### What is needed
Repeat everything in the data below, from the line containing "task: outline the asphalt road" down to the end, without any changes.

Spatial annotation records

------------------------------

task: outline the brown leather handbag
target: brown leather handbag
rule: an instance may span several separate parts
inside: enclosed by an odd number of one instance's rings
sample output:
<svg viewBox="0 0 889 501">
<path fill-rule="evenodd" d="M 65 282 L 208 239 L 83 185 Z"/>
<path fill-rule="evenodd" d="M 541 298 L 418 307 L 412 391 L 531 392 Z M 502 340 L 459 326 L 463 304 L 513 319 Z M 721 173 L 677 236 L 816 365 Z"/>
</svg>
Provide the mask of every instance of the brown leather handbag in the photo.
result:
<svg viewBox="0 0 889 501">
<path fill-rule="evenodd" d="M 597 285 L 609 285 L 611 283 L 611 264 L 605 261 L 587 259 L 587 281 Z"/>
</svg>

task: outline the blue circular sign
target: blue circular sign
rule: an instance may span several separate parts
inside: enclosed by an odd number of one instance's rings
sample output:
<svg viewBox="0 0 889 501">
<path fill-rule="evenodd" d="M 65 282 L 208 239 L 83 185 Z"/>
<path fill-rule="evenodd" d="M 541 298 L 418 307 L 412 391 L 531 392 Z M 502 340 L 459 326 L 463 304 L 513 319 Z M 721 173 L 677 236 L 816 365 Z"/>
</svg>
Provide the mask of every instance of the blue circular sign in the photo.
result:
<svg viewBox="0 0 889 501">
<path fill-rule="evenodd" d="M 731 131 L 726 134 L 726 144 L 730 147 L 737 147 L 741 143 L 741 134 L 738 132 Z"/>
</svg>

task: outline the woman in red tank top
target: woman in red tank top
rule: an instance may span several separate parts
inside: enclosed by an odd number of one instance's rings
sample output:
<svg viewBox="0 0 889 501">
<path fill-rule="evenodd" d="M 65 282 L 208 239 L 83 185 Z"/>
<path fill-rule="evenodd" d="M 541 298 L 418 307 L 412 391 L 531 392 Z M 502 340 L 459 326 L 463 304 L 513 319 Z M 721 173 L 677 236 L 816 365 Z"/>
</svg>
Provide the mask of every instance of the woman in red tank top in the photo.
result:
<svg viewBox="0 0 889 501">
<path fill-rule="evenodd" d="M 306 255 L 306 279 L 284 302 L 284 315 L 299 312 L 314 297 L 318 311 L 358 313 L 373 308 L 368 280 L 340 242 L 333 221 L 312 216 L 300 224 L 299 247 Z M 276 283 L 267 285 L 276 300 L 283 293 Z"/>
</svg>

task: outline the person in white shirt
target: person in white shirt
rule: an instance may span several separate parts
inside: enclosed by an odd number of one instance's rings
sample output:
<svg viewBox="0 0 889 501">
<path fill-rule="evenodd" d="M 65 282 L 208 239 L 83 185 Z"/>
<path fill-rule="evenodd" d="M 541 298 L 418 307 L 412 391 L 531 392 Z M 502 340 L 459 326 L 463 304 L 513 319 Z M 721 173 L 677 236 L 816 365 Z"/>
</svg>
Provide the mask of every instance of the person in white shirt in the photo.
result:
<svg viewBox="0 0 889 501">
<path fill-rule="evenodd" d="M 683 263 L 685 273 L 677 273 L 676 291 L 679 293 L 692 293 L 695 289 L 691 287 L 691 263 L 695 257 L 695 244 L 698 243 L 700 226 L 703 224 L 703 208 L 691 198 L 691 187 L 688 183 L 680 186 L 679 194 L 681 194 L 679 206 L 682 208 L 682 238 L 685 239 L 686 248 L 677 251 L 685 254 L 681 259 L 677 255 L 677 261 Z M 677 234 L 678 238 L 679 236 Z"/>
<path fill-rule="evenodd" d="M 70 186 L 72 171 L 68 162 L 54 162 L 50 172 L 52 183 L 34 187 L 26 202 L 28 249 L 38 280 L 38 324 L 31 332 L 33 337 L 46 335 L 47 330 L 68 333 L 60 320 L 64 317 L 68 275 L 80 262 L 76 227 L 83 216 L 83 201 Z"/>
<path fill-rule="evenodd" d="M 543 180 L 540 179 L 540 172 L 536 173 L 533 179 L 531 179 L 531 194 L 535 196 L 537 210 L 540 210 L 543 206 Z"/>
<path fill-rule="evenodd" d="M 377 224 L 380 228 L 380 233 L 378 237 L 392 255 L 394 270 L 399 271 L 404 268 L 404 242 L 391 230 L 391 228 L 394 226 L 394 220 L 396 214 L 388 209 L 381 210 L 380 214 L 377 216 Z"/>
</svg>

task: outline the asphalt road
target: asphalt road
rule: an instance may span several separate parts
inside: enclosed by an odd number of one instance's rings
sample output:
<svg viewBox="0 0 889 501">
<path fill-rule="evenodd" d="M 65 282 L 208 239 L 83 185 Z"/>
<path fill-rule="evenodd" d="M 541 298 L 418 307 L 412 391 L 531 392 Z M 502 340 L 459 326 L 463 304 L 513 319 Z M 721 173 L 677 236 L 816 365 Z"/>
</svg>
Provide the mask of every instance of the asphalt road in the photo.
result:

------------------------------

### Response to this task
task: outline the asphalt road
target: asphalt road
rule: an instance may span several separate parts
inside: enclosed by an odd number of one instance's rings
sample output:
<svg viewBox="0 0 889 501">
<path fill-rule="evenodd" d="M 65 282 L 208 239 L 83 185 Z"/>
<path fill-rule="evenodd" d="M 541 298 L 418 307 L 412 391 L 531 392 Z M 502 340 L 459 326 L 463 304 L 513 319 Z M 721 173 L 677 236 L 816 365 Z"/>
</svg>
Provide the mask of every instance of the asphalt road in the photo.
result:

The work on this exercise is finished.